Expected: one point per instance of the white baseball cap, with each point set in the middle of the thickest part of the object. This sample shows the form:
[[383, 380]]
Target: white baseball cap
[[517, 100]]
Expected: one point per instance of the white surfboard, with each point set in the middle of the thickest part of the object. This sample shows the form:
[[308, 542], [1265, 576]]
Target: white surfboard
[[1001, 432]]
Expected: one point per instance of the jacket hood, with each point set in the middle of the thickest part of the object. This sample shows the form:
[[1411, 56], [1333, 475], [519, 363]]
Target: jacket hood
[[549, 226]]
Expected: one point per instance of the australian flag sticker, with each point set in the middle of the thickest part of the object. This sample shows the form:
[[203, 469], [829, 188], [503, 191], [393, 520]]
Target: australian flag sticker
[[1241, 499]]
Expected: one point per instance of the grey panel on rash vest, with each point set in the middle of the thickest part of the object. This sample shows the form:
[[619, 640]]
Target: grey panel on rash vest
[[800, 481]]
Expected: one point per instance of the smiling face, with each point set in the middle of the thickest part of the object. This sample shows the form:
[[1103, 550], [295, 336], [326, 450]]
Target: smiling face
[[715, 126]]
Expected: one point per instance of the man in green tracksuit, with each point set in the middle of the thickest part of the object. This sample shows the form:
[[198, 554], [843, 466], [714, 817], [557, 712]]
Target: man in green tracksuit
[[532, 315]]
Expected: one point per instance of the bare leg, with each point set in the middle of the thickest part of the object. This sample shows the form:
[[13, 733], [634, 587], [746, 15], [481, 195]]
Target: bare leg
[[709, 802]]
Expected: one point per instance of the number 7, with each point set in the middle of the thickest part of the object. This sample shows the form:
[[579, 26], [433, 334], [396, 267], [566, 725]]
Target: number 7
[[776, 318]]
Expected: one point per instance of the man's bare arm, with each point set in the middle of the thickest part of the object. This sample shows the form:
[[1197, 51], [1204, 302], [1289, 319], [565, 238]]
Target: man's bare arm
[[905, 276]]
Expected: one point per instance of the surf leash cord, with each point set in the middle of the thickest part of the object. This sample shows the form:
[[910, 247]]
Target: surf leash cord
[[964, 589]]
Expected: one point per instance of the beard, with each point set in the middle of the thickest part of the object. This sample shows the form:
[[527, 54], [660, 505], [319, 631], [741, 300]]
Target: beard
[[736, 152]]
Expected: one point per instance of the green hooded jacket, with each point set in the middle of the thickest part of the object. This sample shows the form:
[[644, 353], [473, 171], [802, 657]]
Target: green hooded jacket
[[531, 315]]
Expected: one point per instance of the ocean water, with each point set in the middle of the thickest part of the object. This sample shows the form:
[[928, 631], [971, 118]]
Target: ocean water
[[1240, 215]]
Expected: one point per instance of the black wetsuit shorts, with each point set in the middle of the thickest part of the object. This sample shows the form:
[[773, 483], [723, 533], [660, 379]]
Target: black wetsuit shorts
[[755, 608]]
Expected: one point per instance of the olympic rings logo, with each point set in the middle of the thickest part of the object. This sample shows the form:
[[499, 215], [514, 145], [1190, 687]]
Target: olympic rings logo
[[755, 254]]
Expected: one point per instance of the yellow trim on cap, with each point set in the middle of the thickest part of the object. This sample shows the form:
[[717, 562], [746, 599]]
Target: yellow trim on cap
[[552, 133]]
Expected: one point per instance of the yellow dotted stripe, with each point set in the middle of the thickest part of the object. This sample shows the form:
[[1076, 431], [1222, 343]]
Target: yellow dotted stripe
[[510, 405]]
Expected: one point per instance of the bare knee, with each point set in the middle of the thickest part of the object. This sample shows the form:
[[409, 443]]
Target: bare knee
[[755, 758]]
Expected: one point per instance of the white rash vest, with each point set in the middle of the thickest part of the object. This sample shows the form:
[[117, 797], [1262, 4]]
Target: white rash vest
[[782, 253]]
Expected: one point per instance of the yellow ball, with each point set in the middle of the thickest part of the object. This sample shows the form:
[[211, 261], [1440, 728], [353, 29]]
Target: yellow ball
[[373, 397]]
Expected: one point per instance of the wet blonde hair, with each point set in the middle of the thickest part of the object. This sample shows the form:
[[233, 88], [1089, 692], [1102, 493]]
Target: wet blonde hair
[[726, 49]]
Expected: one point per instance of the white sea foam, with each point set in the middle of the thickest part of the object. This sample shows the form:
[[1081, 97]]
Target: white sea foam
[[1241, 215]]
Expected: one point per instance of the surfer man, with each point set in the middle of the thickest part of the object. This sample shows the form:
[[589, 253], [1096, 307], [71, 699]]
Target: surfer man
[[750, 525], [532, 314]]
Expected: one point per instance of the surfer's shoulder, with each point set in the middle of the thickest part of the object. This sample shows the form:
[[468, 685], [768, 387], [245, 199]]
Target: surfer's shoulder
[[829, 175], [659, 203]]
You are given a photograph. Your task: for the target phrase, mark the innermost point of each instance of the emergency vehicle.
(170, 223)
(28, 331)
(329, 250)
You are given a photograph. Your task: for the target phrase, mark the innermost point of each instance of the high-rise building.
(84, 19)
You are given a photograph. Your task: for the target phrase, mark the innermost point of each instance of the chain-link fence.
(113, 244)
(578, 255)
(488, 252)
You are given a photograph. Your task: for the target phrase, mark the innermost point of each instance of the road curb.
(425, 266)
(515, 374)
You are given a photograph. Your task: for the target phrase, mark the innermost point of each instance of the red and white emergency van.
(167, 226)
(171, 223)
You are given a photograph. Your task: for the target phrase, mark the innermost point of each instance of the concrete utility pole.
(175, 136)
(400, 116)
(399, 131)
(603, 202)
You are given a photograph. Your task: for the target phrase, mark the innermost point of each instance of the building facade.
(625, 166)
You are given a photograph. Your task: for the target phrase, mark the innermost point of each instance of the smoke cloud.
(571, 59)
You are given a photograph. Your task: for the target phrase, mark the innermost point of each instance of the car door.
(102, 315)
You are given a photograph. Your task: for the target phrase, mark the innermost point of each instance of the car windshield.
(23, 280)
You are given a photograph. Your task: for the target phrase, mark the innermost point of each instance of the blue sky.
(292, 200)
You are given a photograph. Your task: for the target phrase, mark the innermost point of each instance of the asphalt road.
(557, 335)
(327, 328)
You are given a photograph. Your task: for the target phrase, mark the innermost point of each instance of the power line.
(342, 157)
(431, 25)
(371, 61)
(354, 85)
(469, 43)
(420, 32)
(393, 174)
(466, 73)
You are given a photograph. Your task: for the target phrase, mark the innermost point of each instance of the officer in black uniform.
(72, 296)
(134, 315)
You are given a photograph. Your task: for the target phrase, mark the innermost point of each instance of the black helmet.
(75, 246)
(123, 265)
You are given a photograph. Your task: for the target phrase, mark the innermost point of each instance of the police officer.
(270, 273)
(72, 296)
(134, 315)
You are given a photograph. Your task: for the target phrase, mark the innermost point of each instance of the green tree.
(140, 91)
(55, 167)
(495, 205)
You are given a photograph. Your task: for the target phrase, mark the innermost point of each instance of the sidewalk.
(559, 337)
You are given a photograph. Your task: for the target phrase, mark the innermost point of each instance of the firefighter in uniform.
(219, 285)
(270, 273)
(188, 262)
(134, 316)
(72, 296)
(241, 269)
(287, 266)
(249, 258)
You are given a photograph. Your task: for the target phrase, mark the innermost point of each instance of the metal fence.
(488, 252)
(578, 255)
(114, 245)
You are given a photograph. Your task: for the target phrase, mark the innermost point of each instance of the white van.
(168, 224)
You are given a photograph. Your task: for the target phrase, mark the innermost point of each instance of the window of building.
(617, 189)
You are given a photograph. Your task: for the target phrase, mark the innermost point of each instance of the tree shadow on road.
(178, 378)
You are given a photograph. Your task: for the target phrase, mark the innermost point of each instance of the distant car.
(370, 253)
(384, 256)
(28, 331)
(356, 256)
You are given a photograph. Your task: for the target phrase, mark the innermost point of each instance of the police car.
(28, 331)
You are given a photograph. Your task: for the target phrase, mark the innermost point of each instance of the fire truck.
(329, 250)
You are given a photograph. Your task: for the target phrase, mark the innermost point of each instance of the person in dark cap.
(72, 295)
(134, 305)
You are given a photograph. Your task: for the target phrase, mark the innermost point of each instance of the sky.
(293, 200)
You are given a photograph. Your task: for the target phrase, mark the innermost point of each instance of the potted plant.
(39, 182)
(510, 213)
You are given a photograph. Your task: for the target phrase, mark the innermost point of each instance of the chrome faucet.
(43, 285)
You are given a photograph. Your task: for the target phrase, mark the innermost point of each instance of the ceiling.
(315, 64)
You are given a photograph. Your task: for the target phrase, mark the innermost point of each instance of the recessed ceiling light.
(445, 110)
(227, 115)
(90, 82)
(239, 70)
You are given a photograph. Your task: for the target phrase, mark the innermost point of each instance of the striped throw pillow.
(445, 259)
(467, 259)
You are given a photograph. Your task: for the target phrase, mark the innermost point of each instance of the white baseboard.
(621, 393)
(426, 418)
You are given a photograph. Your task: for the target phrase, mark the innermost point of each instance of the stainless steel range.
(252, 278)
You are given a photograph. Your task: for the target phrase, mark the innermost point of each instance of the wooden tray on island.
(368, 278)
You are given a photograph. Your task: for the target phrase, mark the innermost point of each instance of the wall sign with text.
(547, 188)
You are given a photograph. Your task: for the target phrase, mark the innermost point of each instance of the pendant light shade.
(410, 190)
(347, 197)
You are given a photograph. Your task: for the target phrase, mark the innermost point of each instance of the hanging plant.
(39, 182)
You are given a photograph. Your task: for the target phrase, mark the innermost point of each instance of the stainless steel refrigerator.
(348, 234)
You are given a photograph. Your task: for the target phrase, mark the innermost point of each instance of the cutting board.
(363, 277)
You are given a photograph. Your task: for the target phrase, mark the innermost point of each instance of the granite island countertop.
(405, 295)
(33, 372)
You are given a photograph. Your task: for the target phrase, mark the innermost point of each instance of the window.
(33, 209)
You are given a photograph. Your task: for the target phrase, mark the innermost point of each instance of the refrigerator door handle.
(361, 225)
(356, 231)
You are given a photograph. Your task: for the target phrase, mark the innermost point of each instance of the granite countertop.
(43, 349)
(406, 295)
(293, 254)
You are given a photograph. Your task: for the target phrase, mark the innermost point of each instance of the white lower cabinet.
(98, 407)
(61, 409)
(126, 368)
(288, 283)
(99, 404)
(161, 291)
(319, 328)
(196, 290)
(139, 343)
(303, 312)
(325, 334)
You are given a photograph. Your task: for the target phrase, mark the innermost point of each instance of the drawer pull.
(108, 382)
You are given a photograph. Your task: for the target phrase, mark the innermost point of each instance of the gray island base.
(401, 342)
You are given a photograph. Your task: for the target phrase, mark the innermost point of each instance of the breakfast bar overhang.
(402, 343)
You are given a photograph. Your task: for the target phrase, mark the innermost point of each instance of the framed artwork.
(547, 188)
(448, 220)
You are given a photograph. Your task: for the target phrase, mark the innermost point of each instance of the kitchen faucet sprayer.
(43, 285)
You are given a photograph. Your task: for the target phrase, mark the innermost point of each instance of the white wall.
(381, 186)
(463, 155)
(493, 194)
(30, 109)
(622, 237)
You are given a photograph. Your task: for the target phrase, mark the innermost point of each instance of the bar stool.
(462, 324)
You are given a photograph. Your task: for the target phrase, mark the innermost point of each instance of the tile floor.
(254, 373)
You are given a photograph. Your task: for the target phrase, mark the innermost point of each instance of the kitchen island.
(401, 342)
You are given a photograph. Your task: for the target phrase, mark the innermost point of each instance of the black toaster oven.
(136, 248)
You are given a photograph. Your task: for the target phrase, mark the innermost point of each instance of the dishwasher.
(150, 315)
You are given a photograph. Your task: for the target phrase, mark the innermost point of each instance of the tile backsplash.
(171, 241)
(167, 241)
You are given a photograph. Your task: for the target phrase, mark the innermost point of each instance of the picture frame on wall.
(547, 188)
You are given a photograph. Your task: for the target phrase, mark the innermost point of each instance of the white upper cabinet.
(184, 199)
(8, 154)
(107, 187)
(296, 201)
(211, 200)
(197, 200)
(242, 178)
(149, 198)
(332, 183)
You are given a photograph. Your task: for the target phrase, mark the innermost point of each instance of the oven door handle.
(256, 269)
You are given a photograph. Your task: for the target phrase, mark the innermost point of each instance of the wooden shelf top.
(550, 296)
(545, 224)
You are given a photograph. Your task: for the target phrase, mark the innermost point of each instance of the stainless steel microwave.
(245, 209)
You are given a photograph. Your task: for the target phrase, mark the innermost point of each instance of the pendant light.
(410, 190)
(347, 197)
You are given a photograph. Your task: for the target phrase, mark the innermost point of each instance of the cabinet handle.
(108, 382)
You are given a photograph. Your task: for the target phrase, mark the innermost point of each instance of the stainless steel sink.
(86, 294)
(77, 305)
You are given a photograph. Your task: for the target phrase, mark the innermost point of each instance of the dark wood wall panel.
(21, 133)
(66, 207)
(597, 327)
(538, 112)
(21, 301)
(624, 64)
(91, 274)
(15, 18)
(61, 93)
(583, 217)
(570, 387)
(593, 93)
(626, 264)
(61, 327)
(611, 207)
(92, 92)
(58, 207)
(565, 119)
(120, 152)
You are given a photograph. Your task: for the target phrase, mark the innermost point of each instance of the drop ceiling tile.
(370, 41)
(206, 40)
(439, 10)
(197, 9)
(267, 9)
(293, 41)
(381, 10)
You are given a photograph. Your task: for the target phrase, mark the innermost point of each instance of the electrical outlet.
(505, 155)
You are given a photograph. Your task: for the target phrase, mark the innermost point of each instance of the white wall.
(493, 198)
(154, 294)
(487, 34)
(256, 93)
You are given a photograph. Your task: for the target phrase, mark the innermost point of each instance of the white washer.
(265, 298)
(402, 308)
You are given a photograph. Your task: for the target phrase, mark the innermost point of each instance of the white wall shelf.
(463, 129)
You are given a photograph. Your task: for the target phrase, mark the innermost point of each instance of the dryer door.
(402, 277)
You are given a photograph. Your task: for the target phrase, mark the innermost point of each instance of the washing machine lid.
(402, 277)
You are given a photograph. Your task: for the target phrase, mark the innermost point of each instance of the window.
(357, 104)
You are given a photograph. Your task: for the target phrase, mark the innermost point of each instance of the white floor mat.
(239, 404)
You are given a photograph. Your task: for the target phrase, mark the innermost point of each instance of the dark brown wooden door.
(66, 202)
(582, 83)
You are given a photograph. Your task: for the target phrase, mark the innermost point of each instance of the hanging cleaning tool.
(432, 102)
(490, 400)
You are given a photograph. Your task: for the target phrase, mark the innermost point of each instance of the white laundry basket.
════════
_GIVEN EXERCISE_: Write out again, unchanged, every line from the line containing "the white washer." to the final line of the material above.

_RESULT OF THE EXERCISE_:
You are given a photograph. Your task: for the target phrase, mark the innermost point of each instance of the white washer.
(265, 298)
(402, 308)
You are given a photograph. Your task: for the target phrase, mark the innermost point of each instance of the white wall shelf.
(463, 129)
You are given a photograph. Your task: for the target phrase, mark the innermost point of each instance of the dryer door.
(402, 277)
You are given a photograph. Your task: for the target phrase, mark the innermost point of each instance of the washing machine lid.
(402, 277)
You are given a photograph. Your task: for the target phrase, mark the innermost point of each instance of the window.
(357, 104)
You are given a photograph. Your task: for the target phrase, mark the innermost point of each instance of the white floor mat.
(239, 404)
You are given a photograph. Your task: for the target phrase, mark the innermost point of each instance of the dark brown wooden door.
(66, 202)
(582, 83)
You are given a photograph. Your task: for the target phrase, mark the innermost point of each instance of the hanging cleaning tool.
(432, 102)
(490, 400)
You are given a photograph. Your task: for the target phrase, mark the innermost point of each instance of the white laundry basket.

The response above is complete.